Please update the records starting with the line that contains "You are performing object detection. The target to find is small" and going on through the line that contains "[0,206,640,358]", replacing every "Inspect" with "Examine" and leaving all else unchanged. Leave the pictures out of your answer.

[Stored data entries]
....................

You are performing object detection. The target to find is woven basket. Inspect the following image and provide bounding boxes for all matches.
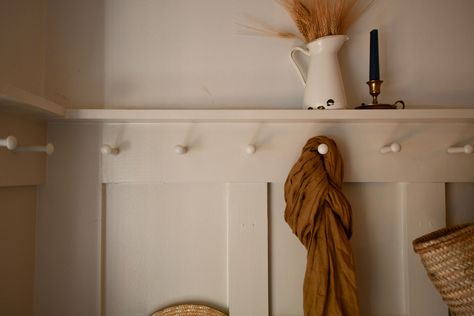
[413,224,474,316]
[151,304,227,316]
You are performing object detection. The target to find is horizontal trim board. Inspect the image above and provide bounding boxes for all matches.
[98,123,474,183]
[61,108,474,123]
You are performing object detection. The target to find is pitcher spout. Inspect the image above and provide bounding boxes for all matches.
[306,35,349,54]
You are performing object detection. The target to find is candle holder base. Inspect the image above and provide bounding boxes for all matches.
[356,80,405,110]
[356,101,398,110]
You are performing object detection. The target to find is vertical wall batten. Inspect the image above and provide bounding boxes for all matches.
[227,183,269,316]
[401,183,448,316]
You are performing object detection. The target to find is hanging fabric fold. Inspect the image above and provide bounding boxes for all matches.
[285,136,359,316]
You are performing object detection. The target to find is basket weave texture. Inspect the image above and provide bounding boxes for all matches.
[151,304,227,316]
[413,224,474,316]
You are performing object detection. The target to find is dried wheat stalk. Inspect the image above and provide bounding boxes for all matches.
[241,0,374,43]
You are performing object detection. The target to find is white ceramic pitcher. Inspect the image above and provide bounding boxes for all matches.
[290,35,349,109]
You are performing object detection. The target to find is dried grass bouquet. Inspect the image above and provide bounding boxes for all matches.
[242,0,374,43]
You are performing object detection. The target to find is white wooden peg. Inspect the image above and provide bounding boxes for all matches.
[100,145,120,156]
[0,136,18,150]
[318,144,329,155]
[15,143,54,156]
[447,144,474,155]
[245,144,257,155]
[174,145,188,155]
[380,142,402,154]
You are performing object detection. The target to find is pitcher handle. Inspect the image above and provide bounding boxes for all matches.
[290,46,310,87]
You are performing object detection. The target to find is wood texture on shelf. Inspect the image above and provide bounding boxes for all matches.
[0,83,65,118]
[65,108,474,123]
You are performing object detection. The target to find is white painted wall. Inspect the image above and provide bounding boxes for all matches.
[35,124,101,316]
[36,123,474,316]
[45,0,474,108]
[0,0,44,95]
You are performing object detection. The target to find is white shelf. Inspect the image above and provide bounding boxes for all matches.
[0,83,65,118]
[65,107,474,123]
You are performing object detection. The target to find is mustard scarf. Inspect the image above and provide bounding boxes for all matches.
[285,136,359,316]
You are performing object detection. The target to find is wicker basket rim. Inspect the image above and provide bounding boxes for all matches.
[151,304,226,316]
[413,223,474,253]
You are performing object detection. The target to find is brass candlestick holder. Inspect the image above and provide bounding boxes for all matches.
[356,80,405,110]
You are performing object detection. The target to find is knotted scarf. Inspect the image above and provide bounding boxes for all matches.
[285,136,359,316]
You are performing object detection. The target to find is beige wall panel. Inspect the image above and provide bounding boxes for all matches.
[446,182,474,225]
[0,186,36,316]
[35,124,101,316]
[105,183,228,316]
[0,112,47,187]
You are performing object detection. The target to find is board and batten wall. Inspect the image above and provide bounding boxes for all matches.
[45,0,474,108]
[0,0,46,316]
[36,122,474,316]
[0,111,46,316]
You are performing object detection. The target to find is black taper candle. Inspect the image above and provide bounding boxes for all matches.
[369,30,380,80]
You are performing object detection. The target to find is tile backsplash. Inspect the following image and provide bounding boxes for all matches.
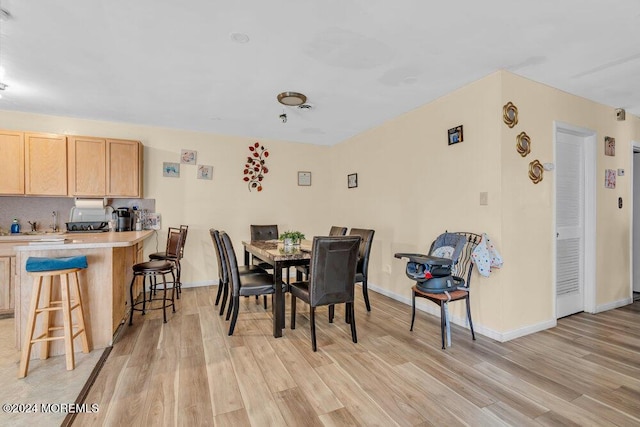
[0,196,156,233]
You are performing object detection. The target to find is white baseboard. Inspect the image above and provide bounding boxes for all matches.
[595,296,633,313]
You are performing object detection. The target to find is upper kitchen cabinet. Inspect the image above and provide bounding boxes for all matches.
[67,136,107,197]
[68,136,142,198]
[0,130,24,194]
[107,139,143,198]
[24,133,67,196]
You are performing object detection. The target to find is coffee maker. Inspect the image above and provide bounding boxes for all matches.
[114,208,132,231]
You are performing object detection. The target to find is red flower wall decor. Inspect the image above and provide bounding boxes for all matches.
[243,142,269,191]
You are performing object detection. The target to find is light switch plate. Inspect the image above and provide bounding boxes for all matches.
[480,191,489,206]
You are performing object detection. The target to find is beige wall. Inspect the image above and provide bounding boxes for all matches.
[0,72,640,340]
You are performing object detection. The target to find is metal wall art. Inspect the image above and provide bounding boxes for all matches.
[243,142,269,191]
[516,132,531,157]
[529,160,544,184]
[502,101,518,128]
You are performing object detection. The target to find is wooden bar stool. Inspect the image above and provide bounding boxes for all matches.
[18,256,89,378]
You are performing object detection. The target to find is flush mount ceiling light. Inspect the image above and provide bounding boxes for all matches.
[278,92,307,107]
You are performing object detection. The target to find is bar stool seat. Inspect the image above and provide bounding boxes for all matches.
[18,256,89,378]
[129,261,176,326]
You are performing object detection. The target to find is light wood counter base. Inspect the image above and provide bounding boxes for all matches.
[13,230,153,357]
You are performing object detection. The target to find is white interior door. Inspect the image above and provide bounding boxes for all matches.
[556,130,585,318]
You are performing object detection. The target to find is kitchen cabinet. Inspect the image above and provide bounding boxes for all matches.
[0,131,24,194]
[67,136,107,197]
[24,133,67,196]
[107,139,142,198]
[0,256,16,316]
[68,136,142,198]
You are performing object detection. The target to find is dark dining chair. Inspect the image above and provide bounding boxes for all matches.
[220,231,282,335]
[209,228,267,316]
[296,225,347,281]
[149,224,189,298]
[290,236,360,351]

....................

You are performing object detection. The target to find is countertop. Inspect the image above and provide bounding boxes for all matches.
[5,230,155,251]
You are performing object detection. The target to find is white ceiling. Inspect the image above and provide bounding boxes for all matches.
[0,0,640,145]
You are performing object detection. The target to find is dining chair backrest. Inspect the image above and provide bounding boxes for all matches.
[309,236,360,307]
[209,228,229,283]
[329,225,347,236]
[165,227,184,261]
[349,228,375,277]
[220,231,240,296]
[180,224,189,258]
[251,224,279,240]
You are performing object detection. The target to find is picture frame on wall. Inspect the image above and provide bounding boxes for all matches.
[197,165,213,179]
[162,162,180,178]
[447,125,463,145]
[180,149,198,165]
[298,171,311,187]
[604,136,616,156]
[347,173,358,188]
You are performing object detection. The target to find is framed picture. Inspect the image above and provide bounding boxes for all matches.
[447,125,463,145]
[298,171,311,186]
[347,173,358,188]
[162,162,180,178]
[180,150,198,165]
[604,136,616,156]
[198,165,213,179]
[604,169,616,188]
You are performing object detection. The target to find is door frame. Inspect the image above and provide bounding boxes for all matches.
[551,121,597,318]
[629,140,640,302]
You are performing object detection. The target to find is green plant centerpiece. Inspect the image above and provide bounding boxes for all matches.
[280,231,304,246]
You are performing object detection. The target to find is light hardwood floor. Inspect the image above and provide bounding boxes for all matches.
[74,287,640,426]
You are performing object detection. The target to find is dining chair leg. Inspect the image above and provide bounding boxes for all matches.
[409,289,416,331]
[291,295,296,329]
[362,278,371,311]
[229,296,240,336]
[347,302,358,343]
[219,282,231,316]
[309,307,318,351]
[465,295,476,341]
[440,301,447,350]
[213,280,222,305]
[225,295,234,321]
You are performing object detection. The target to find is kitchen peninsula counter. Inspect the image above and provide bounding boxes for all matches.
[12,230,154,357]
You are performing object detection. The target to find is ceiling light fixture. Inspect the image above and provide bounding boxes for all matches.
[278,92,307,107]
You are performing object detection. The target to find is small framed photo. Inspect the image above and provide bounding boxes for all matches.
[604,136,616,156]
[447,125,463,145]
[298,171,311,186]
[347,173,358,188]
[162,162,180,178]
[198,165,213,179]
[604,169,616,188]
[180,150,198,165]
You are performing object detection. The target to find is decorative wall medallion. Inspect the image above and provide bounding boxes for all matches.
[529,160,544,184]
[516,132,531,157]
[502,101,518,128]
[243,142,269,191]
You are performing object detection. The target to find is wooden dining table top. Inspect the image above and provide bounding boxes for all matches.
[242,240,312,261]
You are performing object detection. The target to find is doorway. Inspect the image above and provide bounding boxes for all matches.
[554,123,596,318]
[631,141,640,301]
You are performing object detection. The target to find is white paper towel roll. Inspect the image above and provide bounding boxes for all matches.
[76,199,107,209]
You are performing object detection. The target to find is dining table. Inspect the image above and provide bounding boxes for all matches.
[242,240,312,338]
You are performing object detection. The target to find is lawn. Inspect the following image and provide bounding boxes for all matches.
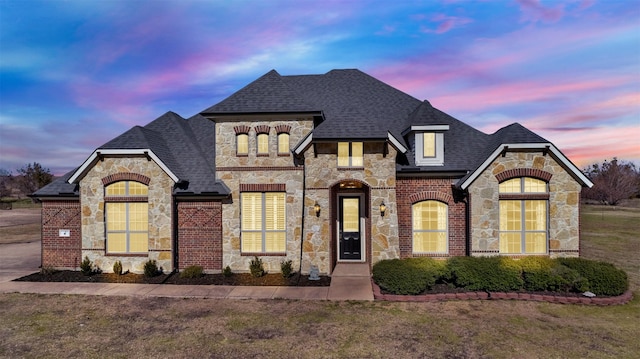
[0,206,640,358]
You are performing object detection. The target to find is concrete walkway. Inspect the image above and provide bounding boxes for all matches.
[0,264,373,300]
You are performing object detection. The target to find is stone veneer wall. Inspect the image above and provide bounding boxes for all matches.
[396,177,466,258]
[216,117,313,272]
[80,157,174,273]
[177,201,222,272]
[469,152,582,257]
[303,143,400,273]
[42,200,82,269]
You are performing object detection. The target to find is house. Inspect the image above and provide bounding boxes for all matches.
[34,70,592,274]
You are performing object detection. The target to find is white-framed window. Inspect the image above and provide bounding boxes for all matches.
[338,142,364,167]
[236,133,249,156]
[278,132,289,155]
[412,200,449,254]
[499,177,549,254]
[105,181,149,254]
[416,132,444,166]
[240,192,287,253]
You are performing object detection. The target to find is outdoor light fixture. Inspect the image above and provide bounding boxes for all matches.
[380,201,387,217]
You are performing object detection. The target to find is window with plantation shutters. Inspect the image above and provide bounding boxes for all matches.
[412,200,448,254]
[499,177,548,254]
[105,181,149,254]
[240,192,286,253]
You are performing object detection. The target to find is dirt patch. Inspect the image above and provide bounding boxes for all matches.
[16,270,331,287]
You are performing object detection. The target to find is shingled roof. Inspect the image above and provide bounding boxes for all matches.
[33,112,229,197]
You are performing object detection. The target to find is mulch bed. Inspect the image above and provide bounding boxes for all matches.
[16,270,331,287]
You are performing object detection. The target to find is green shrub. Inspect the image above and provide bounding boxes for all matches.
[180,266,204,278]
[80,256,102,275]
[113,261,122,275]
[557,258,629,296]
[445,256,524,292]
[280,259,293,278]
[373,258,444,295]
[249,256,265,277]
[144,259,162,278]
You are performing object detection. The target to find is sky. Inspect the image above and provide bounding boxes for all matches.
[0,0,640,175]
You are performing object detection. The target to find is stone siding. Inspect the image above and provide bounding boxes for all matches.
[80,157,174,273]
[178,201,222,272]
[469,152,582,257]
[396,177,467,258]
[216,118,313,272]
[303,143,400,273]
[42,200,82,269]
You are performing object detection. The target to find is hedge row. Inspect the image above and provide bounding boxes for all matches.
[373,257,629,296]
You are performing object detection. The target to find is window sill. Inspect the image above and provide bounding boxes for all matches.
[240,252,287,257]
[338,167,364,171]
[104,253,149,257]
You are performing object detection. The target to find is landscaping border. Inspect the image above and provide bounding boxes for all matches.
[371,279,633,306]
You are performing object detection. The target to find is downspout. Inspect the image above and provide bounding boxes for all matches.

....................

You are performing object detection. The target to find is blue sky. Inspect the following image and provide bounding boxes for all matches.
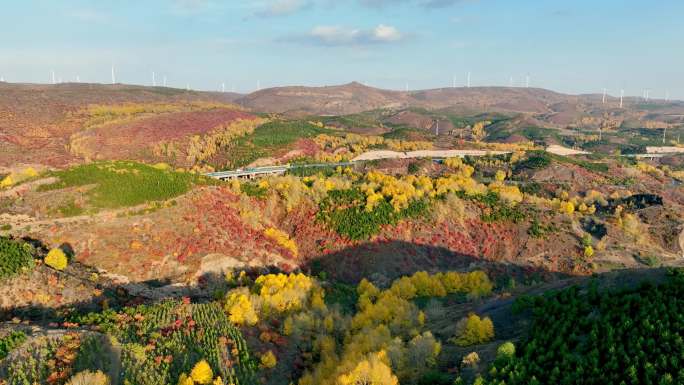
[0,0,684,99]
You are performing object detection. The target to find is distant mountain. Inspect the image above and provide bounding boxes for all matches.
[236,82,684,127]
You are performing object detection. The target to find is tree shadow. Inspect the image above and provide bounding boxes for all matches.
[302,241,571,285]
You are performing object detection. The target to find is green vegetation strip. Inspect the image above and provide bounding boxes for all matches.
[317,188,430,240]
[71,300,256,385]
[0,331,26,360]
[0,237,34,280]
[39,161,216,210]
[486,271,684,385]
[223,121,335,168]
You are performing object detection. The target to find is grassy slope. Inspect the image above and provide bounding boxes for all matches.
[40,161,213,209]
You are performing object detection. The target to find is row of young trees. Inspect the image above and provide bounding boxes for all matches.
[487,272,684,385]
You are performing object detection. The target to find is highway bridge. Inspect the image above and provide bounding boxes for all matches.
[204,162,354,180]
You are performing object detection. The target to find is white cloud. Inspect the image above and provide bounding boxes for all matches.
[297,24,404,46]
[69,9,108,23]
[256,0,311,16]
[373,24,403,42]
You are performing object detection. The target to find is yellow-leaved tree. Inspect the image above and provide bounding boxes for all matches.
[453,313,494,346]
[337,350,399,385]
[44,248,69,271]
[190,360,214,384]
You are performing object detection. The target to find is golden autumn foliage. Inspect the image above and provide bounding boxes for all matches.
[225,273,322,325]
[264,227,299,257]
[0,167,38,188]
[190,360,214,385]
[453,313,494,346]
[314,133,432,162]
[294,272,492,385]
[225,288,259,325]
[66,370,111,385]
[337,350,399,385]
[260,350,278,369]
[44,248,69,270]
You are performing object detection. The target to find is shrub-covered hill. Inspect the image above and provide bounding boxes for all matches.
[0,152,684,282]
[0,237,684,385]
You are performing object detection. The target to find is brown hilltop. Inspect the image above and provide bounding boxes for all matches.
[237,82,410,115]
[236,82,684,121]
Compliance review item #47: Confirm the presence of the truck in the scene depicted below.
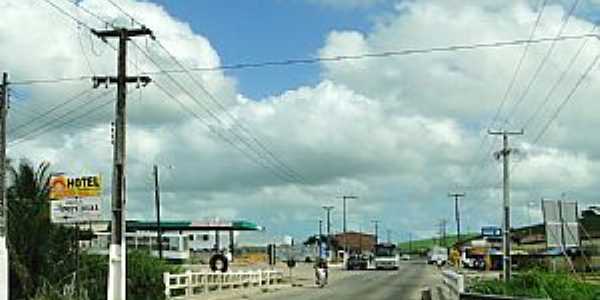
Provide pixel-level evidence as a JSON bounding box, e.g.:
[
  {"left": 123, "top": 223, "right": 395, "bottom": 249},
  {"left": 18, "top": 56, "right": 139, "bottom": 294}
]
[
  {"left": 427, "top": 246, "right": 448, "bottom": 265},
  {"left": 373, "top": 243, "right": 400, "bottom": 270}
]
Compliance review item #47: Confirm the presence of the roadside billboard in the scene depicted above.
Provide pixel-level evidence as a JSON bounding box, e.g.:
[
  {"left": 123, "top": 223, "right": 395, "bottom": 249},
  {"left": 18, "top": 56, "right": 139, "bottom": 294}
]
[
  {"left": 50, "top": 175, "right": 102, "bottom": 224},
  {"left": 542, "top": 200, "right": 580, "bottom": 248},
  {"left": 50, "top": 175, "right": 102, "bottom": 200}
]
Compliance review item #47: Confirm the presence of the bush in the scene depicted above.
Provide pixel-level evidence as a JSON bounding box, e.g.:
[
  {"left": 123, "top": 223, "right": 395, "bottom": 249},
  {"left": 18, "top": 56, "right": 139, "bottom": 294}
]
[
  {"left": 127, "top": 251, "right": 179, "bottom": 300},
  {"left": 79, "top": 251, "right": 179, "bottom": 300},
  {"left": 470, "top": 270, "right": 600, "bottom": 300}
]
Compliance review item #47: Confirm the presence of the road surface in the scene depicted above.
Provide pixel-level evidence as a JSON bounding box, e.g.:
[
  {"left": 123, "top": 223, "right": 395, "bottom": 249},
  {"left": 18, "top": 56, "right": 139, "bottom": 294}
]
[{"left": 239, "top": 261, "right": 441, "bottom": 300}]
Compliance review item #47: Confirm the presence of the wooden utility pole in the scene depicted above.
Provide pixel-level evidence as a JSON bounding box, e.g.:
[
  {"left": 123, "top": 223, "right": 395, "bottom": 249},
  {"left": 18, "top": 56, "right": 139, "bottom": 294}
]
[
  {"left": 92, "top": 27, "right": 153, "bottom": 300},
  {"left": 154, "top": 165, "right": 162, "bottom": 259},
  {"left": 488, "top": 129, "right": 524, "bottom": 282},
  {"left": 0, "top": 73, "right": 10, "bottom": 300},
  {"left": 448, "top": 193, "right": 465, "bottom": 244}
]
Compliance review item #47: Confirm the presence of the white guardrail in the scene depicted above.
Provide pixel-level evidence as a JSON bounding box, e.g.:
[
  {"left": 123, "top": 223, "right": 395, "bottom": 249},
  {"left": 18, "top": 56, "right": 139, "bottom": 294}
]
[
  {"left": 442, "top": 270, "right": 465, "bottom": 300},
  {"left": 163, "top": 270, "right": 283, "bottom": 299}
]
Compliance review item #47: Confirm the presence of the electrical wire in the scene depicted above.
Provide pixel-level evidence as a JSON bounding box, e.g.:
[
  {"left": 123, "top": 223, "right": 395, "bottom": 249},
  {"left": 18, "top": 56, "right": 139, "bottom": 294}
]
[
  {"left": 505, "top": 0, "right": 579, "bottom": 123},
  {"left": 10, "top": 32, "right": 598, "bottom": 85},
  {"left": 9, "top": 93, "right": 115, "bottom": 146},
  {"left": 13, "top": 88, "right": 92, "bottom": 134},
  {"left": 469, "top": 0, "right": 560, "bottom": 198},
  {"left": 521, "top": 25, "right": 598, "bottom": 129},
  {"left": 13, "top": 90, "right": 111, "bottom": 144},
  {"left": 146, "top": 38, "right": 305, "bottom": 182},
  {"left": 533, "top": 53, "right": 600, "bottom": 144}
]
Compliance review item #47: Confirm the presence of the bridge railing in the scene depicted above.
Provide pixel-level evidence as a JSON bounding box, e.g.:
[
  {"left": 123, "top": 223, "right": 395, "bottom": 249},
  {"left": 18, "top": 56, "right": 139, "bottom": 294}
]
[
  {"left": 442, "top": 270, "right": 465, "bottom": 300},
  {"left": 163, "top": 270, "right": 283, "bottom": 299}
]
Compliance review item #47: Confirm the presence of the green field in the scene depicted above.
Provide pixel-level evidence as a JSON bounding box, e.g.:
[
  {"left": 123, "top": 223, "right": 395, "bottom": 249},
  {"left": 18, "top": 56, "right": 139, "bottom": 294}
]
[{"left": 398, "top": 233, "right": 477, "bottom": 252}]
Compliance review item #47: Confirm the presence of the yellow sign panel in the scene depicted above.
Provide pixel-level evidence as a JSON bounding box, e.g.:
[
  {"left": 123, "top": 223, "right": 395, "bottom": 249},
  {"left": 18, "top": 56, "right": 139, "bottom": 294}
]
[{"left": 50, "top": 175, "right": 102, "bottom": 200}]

....................

> [Solution to the problem]
You are performing object detection. The target to find is small framed photo. Examine the image above and provide bounding boxes for all matches.
[604,136,616,156]
[447,125,463,145]
[298,171,311,186]
[347,173,358,188]
[162,162,180,178]
[198,165,213,179]
[604,169,616,188]
[180,150,198,165]
You are performing object detection. The target to find is decorative wall medallion. Examine the image above and provide bounding boxes for all matches.
[529,160,544,184]
[516,132,531,157]
[502,101,518,128]
[243,142,269,191]
You are performing object detection. The target to find is wooden dining table top. Examine the image above and provide bounding boxes for all matches.
[242,240,312,261]
You are performing object detection. The target to find is doorway. Examine the image above and provide bounding boxes for all matches.
[554,123,596,318]
[631,141,640,301]
You are performing object detection. The target to find is white paper towel roll. Examine the image above and provide bounding boxes for all matches.
[76,199,107,209]
You are performing object detection. The target to find is dining table. Examine the image above and provide bounding boxes for all matches.
[242,240,312,338]
You are performing object detection. The target to find is lawn. Examine the following image and provide bounding boxes for all matches.
[0,206,640,358]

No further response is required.